Goal of the exercise:
Format as a two-column CSV everything from the item whose line contains "Locate the road" down to the end of the items, one row per item. Put the item text in a column headed item_text and its answer in a column headed answer, each as a single quoted field with line breaks replaced by spaces.

Given entries:

==================================================

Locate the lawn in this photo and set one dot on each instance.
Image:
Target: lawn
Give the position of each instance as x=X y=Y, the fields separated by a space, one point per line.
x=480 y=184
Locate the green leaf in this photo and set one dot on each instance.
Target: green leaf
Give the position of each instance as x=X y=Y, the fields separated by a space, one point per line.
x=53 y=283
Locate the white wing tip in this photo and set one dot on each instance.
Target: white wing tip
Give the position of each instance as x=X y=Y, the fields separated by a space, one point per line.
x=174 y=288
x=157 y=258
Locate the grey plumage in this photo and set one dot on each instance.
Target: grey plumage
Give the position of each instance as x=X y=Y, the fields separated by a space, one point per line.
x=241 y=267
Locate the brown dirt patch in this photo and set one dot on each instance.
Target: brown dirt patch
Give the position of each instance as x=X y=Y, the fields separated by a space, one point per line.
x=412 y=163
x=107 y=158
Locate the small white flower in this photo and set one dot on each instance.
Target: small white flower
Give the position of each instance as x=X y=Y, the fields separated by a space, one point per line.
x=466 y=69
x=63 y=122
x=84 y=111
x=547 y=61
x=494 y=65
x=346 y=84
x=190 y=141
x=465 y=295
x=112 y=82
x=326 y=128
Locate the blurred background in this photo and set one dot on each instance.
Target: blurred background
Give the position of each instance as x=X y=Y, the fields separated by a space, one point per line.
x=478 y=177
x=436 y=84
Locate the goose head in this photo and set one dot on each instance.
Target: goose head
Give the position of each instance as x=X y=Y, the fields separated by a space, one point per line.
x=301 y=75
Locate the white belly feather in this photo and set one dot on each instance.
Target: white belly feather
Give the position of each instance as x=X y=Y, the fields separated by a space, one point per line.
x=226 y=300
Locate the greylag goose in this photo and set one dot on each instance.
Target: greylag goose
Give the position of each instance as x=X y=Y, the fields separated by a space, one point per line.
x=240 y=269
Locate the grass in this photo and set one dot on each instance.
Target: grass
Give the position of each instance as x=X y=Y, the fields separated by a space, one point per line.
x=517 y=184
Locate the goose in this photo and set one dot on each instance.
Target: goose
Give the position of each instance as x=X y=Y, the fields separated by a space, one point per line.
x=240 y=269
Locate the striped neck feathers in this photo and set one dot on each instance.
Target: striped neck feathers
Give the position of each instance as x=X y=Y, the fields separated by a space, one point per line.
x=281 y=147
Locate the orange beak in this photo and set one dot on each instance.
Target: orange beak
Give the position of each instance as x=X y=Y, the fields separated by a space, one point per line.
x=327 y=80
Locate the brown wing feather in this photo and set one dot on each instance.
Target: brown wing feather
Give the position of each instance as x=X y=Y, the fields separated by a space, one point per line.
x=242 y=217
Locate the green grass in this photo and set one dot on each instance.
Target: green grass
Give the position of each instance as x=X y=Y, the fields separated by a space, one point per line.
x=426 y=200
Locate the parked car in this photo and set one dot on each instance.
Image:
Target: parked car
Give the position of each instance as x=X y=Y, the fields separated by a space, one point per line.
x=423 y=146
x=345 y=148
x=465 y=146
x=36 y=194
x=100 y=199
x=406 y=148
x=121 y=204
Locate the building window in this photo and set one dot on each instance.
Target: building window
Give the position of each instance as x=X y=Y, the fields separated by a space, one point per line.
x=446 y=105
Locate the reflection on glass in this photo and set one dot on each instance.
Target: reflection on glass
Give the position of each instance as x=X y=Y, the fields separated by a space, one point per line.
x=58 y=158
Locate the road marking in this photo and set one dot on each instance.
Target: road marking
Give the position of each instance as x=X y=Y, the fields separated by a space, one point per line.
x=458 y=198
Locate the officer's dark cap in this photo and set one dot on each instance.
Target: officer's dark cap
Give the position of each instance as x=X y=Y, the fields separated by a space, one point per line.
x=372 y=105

==================================================

Result of the exercise:
item_text,answer
"Locate the road marking in this photo and set one dot on each instance. Target: road marking Give the position of each instance as x=X y=Y, the fields separated by a space, one point per line.","x=458 y=198"
"Locate the officer's dark cap in this photo and set one dot on each instance. Target: officer's dark cap Give the position of each instance as x=X y=Y, the fields separated by a space, one point per line.","x=372 y=105"